### Extrait
※
Plusieurs associations de Guadeloupe mobilisées pour la défense des personnes haïtiennes, s’adressent aux autorités françaises afin de dénoncer la situation plus qu’inquiétante des Haïtiens vivants en Guadeloupe car depuis quelques temps, la population haïtienne de Guadeloupe est victime de plus en plus de non-respect des droits humains.

Petit canal, le 24 août 2019

Lettre ouverte

Monsieur le ministre de l’intérieur,

Copie transmise à :
Monsieur, le ministre des affaires étrangères,
Madame, la ministre des Outre-Mer,
Monsieur, le préfet de la région Guadeloupe,
Monsieur, le président de la région Guadeloupe,
Madame, la présidente du conseil départemental de la Guadeloupe,
Monsieur, le président de l’assemblée nationale,
Monsieur, le président du sénat,
Monsieur, le président de l’association des maires de la Guadeloupe,
Monsieur, le défenseur des droits,

L’association TÈT KOLE membre de la FEDERATION D’ASSOCIATIONS FRANCO-HAITIENNES de GUADELOUPE et du COLLECTIF HAITI de FRANCE a l’honneur de vous informer de la situation plus qu’inquiétante des haïtiens vivant en Guadeloupe.
En effet, nous constatons depuis quelques temps, que la population haïtienne de Guadeloupe est victime de plus en plus de non-respect des droits humains. Cette dégradation est singulièrement alimentée par le mépris de certaines administrations publiques.

Pour illustrer notre propos, nous avons appris depuis peu que : pour lutter contre la circulation de faux documents administratifs, le ministère de l’Europe et des affaires étrangères aurait recommandé à la sous-préfecture de ne plus prendre en compte les extraits d’acte de naissance déjà légalisés par trois institutions publiques en Haïti (parquet, ministère de la justice, ministère des affaires étrangères) en plus du consulat général d’Haïti en Guadeloupe qui confirme leur légalité. Désormais ils doivent être légalisés par l’ambassade de France en Haïti pour toutes les démarches concernant : les premières demandes de titre de séjour et dans certains cas de renouvellement. Une recommandation transformée en obligation par la sous-préfecture. Une telle décision est plus que contraignante et extrêmement discriminatoire car elle ne concerne que les haïtiens vivant en Guadeloupe.
L’ambassade réclame 25 euros par extrait légalisé. Outre les coûts supplémentaires infligés aux familles en situation de précarité, s’ajoute une liste de documents très difficiles à obtenir dans des délais raisonnables :
– Copie de la pièce d’identité du déposant.
– Copie de la pièce d’identité du demandeur en France.
– Copie de justificatif de domicile en France de moins d’un an.
– Courrier de l’autorité ayant demandé la légalisation.
– Lettre du demandeur en France donnant procuration au déposant pour accomplir les démarches de légalisation auprès de nos services.
– Signature légalisée à la mairie de votre domicile.
De fait, cette décision qualifie tous les haïtiens de Guadeloupe sans distinction de faussaires. Elle est également humiliante.
※
### Données fournies
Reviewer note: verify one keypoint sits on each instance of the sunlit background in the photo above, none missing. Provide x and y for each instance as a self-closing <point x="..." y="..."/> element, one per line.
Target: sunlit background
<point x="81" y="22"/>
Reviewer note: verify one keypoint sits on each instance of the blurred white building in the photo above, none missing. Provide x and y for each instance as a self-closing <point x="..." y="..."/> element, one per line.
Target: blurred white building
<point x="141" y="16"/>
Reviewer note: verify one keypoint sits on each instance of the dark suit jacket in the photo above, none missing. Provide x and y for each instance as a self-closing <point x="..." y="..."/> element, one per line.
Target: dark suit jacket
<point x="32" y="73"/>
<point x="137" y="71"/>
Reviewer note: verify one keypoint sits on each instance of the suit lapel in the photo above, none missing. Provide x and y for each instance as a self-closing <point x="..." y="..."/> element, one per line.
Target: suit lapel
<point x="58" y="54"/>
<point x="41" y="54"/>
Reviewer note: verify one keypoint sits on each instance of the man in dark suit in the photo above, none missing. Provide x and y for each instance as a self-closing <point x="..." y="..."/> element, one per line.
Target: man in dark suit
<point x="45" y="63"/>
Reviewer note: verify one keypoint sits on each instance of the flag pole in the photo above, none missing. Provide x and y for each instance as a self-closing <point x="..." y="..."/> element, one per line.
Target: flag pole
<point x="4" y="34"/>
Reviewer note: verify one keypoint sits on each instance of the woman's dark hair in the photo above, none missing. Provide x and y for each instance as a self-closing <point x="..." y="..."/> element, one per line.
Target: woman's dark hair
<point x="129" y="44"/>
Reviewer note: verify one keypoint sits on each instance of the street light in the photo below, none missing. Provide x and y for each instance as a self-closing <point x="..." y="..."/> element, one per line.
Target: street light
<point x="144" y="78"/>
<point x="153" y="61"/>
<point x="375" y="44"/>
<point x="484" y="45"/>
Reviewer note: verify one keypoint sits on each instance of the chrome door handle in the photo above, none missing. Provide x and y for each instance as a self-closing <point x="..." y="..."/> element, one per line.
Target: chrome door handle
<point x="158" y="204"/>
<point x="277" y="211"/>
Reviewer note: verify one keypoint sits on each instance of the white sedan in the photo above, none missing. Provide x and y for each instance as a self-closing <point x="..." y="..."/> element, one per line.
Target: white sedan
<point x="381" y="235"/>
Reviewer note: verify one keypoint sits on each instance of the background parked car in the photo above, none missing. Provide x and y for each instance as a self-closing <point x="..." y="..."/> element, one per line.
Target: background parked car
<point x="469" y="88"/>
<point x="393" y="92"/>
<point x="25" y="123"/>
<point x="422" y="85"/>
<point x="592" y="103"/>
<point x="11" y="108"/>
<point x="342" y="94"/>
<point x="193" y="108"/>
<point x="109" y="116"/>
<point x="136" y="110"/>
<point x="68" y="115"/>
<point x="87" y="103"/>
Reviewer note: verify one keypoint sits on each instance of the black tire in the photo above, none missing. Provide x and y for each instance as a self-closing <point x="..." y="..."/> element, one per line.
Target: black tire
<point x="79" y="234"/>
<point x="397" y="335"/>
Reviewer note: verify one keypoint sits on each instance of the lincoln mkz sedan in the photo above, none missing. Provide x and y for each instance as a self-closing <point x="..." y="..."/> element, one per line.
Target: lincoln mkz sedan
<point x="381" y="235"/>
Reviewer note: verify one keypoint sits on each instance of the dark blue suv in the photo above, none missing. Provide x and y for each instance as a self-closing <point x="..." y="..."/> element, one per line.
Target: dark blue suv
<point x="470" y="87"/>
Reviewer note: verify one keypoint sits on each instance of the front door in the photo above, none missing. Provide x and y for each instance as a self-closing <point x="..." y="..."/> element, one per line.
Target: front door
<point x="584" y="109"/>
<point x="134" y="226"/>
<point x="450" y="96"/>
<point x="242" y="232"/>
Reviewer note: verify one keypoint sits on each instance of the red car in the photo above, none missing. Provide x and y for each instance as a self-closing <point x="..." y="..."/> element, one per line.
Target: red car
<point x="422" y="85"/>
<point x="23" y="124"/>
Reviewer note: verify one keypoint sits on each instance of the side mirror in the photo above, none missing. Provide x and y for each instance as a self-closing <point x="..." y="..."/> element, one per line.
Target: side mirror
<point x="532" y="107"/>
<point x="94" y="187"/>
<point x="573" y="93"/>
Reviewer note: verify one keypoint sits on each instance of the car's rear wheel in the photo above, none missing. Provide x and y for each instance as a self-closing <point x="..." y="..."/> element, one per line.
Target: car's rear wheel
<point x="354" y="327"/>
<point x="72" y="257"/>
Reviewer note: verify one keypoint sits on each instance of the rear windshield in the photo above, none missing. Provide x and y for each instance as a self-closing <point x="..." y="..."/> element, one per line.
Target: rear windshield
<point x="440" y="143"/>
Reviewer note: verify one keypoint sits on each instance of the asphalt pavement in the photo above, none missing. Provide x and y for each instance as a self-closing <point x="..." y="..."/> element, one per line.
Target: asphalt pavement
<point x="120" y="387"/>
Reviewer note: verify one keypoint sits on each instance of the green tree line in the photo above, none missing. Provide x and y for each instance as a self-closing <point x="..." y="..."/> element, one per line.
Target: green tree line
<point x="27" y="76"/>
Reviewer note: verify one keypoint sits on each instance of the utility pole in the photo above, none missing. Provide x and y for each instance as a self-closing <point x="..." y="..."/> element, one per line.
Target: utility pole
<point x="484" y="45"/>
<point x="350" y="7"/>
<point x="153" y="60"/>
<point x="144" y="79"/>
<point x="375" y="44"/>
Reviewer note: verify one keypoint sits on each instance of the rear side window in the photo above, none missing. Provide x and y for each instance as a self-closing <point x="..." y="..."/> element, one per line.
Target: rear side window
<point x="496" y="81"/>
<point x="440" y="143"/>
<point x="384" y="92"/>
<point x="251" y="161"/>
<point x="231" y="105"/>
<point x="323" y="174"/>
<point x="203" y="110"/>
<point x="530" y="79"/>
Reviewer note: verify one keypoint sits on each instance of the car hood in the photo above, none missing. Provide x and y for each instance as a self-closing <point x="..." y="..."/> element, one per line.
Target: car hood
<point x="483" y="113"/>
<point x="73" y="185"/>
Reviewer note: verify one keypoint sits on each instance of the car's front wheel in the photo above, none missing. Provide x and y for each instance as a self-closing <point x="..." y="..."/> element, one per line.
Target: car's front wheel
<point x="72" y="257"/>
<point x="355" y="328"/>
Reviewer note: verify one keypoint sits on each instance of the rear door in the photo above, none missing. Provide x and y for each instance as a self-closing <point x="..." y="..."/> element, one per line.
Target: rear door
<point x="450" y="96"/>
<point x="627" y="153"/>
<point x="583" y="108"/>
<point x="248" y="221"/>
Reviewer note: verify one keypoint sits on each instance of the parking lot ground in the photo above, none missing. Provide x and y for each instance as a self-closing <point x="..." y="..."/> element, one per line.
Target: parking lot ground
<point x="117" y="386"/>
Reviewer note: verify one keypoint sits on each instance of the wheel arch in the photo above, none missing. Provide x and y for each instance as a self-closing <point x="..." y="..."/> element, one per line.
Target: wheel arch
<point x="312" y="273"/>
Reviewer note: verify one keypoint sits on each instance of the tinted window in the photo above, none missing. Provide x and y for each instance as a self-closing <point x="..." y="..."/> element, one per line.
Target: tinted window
※
### Consignes
a) Restituez à l'identique le passage de la lettre ouverte sur les Haïtiens de Guadeloupe qui commence à « L’ambassade réclame 25 » et se termine à « de nos services. ».
b) Reprenez la lettre ouverte sur les Haïtiens de Guadeloupe là où elle s'arrête et poursuivez-la.

### Réponses aux consignes
a)
L’ambassade réclame 25 euros par extrait légalisé. Outre les coûts supplémentaires infligés aux familles en situation de précarité, s’ajoute une liste de documents très difficiles à obtenir dans des délais raisonnables :
– Copie de la pièce d’identité du déposant.
– Copie de la pièce d’identité du demandeur en France.
– Copie de justificatif de domicile en France de moins d’un an.
– Courrier de l’autorité ayant demandé la légalisation.
– Lettre du demandeur en France donnant procuration au déposant pour accomplir les démarches de légalisation auprès de nos services.

b)
Il nous semble que le consulat d’Haïti a toute compétence pour la légalisation de ces documents.
En prenant une mesure si injuste, le ministère de l’Europe et des affaires étrangères et la sous-préfecture posent un frein de plus à la volonté d’intégration de cette communauté.

Ces travailleurs pauvres qui participent à l’économie du pays méritent-ils un traitement aussi radical ? Nous appelons Mr le Ministre à plus d’humanité, cela, dans le respect de la loi et des personnes. Ces personnes laissent leur territoire pour vivre dignement dans un pays où la justice devrait être respectée et la même pour tous, pas pour ainsi vivre avec plus d’inquiétudes.

De plus, la sous-préfecture refuse de donner le courrier exigé par l’ambassade de France aux usagers, selon toute vraisemblance elle n’est même pas au courant de la liste des documents exigés pour la légalisation. Pourtant, cette liste leur a été envoyée par les associations pour les alerter sur les difficultés engendrées. Ceci qui montre le manque de préparation, la sous-estimation d’une telle mesure ainsi que ses conséquences et le mépris de cette administration envers notre communauté. Entre temps des centaines de familles se font balader et ne savent à quel saint se vouer.

Par ailleurs cette décision a aussi surpris le consulat d’Haïti en Guadeloupe, qui se retrouve avec des centaines d’extraits d’archives sous les bras ou déjà livrés sans la légalisation exigée par la sous-préfecture, en conséquence, des centaines de familles sont encore pénalisées car elles doivent payer à nouveau pour renvoyer les extraits en Haïti par leurs propres moyens (au passage DHL prend environ 50 euros pour envoyer une feuille A4 en Haïti).

Cette décision n’est qu’une épine déguisée supplémentaire aux pieds des haïtiens de Guadeloupe. Pour rappel, notre population est quotidiennement la proie du racisme et de la xénophobie et nous aimerions être traités autrement par le service public français.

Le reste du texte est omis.